**Исходный текст**

Рядом с оперативной комнатой находилась разведка, где дежурный офицер Разведывательного корпуса и его подчиненные собирали, анализировали и интерпретировали всю поступающую информацию. В то время она поступала в основном от американцев и включала в себя сведения о том, какие цели были поражены в результате авиационных ударов, какие были намечены, а какие идентифицированы, чтобы мы могли порекомендовать нашим подразделениям на земле, чего следует избегать и что следует проверить. Выявленные расположения иракских войск наносились на огромную карту на одной из стен комнаты разведки.

С этого дня наши люди на местах будут добавлять к массе поступающих данных собственную разведывательную информацию. Однако сегодня утром патрули были просто представлены на карте четырьмя маленькими стикерами. Три из них находились за линией фронта, и лишь одинокий стикер все еще оставался к югу от границы. Я надеялся на лучшее, но моя интуиция, которая по мере того, как я смотрел на эту маленькую наклейку на карте, только усиливалась, подсказывала, что «Альфа Один Ноль» не особенно торопится вступать в войну.

Что такого особенного было в этом песчаном валу в его секторе, задавался я вопросом. По данным разведки, валом была защищена вся южная граница Ирака, за исключением нескольких изолированных мест, где стояли пограничные посты.

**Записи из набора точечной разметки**

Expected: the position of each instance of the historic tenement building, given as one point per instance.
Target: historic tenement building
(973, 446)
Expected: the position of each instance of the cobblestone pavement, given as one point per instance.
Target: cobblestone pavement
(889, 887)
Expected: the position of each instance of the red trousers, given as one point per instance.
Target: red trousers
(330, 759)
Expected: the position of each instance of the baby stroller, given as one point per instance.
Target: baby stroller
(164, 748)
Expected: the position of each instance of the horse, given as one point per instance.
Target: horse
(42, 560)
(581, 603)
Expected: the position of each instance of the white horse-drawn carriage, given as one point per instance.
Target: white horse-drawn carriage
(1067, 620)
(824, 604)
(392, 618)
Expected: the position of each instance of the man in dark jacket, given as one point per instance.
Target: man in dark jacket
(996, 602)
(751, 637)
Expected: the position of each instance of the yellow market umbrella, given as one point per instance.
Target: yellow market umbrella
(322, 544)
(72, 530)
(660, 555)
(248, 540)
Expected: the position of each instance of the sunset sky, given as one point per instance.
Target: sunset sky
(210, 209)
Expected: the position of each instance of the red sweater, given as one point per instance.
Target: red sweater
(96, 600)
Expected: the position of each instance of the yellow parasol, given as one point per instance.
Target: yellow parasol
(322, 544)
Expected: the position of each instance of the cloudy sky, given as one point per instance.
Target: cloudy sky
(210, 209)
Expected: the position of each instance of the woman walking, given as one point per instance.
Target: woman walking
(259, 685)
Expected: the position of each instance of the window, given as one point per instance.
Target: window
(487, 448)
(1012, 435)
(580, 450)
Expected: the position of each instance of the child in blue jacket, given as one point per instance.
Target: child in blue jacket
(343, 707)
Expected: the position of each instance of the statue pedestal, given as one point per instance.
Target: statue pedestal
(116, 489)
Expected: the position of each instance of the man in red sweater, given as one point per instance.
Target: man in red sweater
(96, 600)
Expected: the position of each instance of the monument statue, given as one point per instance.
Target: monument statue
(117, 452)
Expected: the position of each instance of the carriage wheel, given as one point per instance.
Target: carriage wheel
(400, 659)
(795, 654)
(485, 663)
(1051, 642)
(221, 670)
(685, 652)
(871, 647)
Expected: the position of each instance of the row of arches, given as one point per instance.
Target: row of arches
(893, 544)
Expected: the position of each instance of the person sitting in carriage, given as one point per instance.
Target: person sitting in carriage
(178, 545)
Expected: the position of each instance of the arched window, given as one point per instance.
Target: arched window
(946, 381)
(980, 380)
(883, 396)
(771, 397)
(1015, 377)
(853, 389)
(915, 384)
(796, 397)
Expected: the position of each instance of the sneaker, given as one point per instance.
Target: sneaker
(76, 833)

**Набор заданий**
A. Воспроизведите фрагмент текста о разведке начиная со слов «Что такого особенного» и заканчивая словами «стояли пограничные посты.» включительно.
B. Назовите только число строк записей, в которых встречается слово «arches».

**Итоговые ответы**
A.
Что такого особенного было в этом песчаном валу в его секторе, задавался я вопросом. По данным разведки, валом была защищена вся южная граница Ирака, за исключением нескольких изолированных мест, где стояли пограничные посты.

B. 2